#### KUTIPAN TEKS:
+++++

Ciri Khas Model Hilda Taba
Hilda Taba mengembangkan model atas dasar data induktif sehingga dikenal dengan model terbalik. Dikatakan model terbalik karena pengembangan kurikulumnya tidak didahului oleh konsep-konsep yang datangnya secara deduktif. Dalam kurikulum Hilda Taba sebelum melaksanakan langkah-langkah lebih lanjut, terlebih dahulu mencari data dari lapangan dengan cara mengadakan percobaan yang kemudian disusun teori atas dasar hasil nyata, baru diadakan pelaksanaan.
Model Taba sebagai model pembelajaran secara induktif yang terdiri atas langkah-langkah terstruktur yang dibagi menjadi tujuh fase. Guru menjadi motor  penggerak untuk menjangkau fase demi fase melalui pertanyaan-pertanyaan yangdiajukan kepada siswa secara sambung-menyambung. Tujuan utama model iniadalah pengembangan keterampilan berpikir kritis siswa di samping penguasaan secara tuntas topik yang dibicarakan. Model Taba berorientasi pada pendekatan proses.
e.       The Demonstration Model
Model demonstrasi pada dasarnya bersifat grass-rotss, datang dari bawah. Model ini diprakarsai oleeh sekelompok guru atau sekelompok guru bekerja sama dengan ahli yang bermaksud mengadakan perbaikan kurikulum. Model ini umumnya bersekala kecil, hanya mencakup satu atau beberapa sekolah, satu komponen kurikulum atau mencakup keseluruhan komponen kurikulum.
Menurut Smith, Stanley, dan Shores ada dua variasi model demonstrasi ini:
1.      Sekelompok guru dari satu sekolah atau beberapa sekolah ditunjuk untuk melaksanakan suatu percobaan tentang pengembangan kurikulum.

+++++

#### PERINTAH A:
Temukan setiap baris dalam catatan yang memuat kata "dark", lalu salin baris-baris tersebut. Huruf besar dan huruf kecil dibedakan.

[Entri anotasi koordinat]
+++++

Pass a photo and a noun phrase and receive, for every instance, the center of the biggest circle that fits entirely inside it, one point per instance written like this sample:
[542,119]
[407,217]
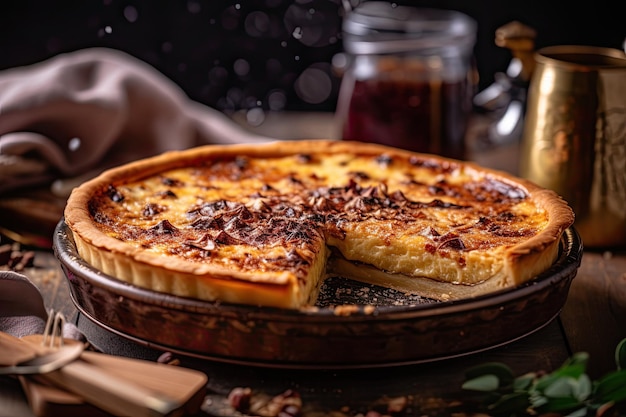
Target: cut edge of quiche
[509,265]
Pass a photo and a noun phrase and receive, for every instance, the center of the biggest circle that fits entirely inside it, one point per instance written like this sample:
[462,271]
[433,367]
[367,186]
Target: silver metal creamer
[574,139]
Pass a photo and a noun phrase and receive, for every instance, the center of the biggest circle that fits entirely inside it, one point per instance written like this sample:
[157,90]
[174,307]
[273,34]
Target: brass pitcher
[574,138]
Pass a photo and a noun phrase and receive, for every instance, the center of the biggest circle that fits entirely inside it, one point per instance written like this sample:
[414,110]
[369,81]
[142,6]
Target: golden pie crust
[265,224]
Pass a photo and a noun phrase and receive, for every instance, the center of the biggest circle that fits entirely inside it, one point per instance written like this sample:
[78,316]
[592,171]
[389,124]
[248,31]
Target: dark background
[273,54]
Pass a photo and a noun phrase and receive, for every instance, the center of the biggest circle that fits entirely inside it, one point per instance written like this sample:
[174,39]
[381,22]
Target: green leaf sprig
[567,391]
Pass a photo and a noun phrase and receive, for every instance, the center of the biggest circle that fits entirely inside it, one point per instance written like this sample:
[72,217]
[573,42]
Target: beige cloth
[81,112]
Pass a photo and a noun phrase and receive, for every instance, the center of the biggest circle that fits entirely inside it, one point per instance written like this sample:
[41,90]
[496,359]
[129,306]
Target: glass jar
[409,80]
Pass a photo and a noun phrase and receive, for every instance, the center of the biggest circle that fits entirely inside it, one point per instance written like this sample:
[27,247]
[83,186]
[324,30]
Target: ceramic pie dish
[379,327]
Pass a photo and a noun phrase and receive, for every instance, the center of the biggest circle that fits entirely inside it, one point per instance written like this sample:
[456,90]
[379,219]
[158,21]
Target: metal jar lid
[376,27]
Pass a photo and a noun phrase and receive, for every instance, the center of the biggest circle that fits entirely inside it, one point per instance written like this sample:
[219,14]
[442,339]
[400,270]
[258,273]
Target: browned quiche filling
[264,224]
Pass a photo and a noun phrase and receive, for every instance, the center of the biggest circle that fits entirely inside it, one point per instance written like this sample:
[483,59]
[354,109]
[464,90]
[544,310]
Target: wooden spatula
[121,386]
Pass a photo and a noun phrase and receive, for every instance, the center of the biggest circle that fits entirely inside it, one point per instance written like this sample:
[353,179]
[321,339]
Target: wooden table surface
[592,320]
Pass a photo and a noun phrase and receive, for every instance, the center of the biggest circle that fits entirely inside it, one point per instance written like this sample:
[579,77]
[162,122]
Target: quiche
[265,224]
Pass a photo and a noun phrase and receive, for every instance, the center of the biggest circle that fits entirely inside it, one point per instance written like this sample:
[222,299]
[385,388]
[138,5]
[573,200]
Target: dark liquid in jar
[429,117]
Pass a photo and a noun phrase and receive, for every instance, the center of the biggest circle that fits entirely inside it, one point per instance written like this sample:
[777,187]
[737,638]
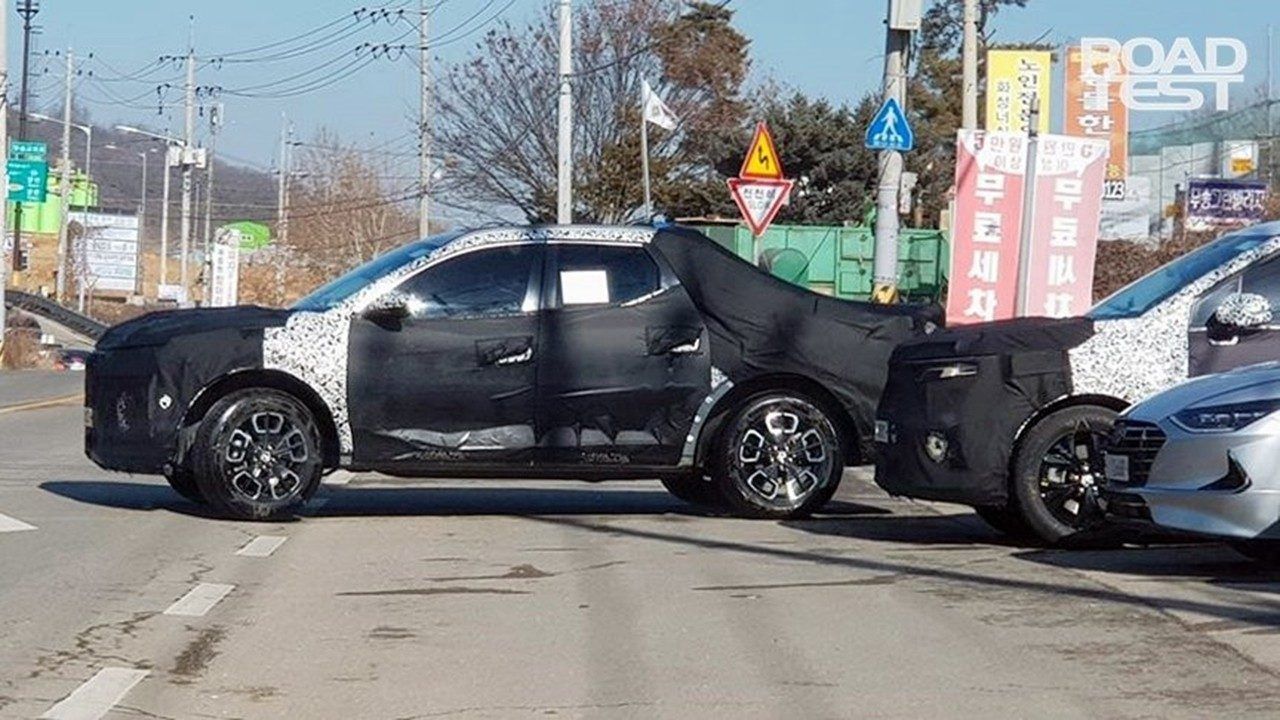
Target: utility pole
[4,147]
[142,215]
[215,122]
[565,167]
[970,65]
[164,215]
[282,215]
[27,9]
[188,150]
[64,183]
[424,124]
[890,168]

+++++

#### PERINTAH B:
Tuliskan kembali seluruh teks tentang model pengembangan kurikulum tanpa mengubah apa pun.

#### JAWABAN BENAR A:
Target: dark background
Target: dark liquid in jar

#### JAWABAN BENAR B:
Ciri Khas Model Hilda Taba
Hilda Taba mengembangkan model atas dasar data induktif sehingga dikenal dengan model terbalik. Dikatakan model terbalik karena pengembangan kurikulumnya tidak didahului oleh konsep-konsep yang datangnya secara deduktif. Dalam kurikulum Hilda Taba sebelum melaksanakan langkah-langkah lebih lanjut, terlebih dahulu mencari data dari lapangan dengan cara mengadakan percobaan yang kemudian disusun teori atas dasar hasil nyata, baru diadakan pelaksanaan.
Model Taba sebagai model pembelajaran secara induktif yang terdiri atas langkah-langkah terstruktur yang dibagi menjadi tujuh fase. Guru menjadi motor  penggerak untuk menjangkau fase demi fase melalui pertanyaan-pertanyaan yangdiajukan kepada siswa secara sambung-menyambung. Tujuan utama model iniadalah pengembangan keterampilan berpikir kritis siswa di samping penguasaan secara tuntas topik yang dibicarakan. Model Taba berorientasi pada pendekatan proses.
e.       The Demonstration Model
Model demonstrasi pada dasarnya bersifat grass-rotss, datang dari bawah. Model ini diprakarsai oleeh sekelompok guru atau sekelompok guru bekerja sama dengan ahli yang bermaksud mengadakan perbaikan kurikulum. Model ini umumnya bersekala kecil, hanya mencakup satu atau beberapa sekolah, satu komponen kurikulum atau mencakup keseluruhan komponen kurikulum.
Menurut Smith, Stanley, dan Shores ada dua variasi model demonstrasi ini:
1.      Sekelompok guru dari satu sekolah atau beberapa sekolah ditunjuk untuk melaksanakan suatu percobaan tentang pengembangan kurikulum.